▶ **Work to be completed**:
Locate each line in the entries below that contains the word "white" and copy those lines. Case counts.
>> begin Entries shown
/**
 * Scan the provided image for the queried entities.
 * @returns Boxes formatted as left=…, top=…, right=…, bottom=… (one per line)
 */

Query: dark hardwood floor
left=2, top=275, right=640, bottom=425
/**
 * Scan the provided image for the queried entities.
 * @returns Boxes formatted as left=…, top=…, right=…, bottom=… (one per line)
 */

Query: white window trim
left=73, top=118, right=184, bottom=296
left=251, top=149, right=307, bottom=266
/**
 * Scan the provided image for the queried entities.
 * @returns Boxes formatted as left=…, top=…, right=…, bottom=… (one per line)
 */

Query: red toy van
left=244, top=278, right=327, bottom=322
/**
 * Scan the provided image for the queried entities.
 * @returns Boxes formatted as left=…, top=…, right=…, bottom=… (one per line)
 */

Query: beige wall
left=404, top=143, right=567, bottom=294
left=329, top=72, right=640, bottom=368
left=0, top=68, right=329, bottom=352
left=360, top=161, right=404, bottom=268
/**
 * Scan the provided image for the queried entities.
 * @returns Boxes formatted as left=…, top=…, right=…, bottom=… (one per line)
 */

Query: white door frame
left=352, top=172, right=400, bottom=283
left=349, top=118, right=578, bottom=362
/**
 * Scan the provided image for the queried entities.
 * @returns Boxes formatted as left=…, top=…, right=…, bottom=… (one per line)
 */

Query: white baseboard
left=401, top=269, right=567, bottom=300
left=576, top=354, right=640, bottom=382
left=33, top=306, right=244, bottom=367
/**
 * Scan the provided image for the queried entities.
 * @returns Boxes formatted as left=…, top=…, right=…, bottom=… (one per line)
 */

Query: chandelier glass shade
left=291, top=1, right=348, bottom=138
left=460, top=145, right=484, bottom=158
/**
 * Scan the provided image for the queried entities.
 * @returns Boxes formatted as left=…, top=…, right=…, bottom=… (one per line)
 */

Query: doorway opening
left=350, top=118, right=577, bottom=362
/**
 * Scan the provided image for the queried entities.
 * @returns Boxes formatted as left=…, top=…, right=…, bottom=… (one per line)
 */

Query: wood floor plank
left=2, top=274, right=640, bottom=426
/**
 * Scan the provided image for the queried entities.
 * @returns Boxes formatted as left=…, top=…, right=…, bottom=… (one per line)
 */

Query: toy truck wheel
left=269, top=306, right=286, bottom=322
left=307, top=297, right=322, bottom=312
>> end Entries shown
▶ **The answer**:
Query: white window trim
Query: white door frame
Query: white baseboard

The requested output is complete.